Each entry that follows is to be retyped exactly. Pictures do not belong in the copy.
########
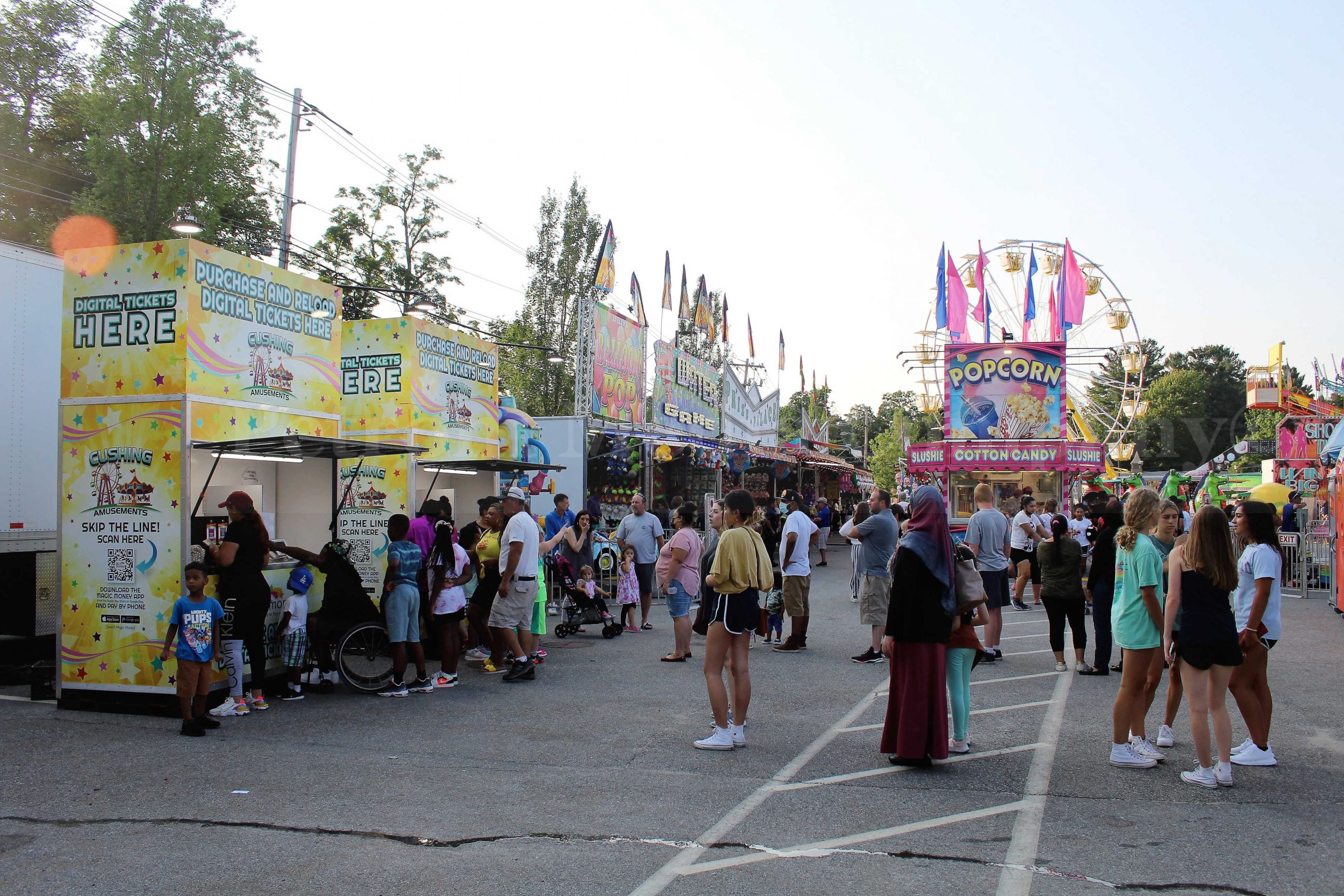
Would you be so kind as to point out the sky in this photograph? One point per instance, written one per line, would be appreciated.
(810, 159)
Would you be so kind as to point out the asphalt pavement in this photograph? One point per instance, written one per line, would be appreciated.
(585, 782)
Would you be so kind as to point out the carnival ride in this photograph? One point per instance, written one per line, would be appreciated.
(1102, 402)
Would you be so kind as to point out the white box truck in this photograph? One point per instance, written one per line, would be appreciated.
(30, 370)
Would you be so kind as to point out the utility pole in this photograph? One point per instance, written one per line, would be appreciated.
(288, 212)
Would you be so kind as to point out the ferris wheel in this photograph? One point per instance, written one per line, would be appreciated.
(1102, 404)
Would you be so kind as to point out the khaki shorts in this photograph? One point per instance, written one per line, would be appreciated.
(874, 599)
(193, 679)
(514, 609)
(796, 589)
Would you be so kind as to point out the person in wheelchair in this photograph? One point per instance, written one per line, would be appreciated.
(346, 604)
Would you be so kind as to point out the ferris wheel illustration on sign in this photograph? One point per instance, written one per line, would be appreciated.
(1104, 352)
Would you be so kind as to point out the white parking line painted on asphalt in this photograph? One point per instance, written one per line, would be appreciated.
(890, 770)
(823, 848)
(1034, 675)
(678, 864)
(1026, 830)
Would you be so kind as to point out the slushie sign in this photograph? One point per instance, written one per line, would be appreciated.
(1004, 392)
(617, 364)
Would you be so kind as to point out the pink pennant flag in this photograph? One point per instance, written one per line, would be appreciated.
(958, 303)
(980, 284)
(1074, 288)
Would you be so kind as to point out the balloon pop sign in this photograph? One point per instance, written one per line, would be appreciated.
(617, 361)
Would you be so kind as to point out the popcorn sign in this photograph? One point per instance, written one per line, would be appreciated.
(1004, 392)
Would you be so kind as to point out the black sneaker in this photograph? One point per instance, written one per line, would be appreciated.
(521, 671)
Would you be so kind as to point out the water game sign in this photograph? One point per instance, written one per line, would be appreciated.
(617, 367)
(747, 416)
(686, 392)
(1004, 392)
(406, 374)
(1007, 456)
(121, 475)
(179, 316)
########
The completed task:
Would you be so kind as to point out the sky in this photograph? One point per instance, written one per line, would be appreciated.
(810, 159)
Would you be so kind as to point out the asphalt pavement in this photograph? One point per instance, written one per line, would be appreciated.
(585, 782)
Would you be so kind as to point out the carnival ride in this photograph? One point per instance, written one per line, would be appreciated.
(1102, 402)
Would you be so kind as to point out the white box truck in this photograph? One point per instance, written one per line, would be appreciated.
(30, 370)
Would you be so kind as to point out the utility pole in this photograph? One point per instance, written one per line, would be appreciated.
(288, 212)
Would you be so kind as to point out the ferris wheel in this photograph? One point per instance, written one per line, would be appreciated.
(1102, 404)
Would you be so kind as to point out the khaki shorts in this photograph? One point per instance, written one per line, would be appreciated.
(874, 599)
(193, 679)
(514, 609)
(796, 589)
Would you be so kind as to point out the person in wheelchair in this photograph? One point per instance, written one per line, would be appreciated.
(346, 604)
Would you be so kind as to point out the ferris wheel illustration on sign in this photograph? One point per instance, written one per line, would be appreciated.
(1104, 352)
Would you be so kind as to point out the white parking line painted on asphalt in this photograph? One point per instance, written one per line, would be appreciated.
(890, 770)
(823, 848)
(1034, 675)
(678, 864)
(1026, 830)
Would you be so kind as to point out the slushie sign in this photograph? One point per instance, written one per line, would be appreciated.
(1004, 392)
(617, 364)
Would you be so kind as to point out the pink pennant flag in this photograph? One point per instance, written one per line, would be appreciated.
(958, 303)
(980, 284)
(1074, 288)
Would you be so kind as to point out the balloon pop sign in this photograph? One point per instance, written one per line, would be appreciated.
(617, 361)
Would you be so kind as to point out the popcorn sign in this photograph? One point per instance, written one per line, would be appreciated.
(1004, 392)
Would you be so kind as to point out the black sneaker in this photograph? One point per instance, written one per line, would be appreciated.
(521, 671)
Would you be so kind as to point out the water game sign in this photograph? One point per instance, written one per line, would be appreciated.
(617, 367)
(747, 416)
(686, 392)
(1004, 392)
(406, 374)
(1007, 456)
(121, 475)
(179, 316)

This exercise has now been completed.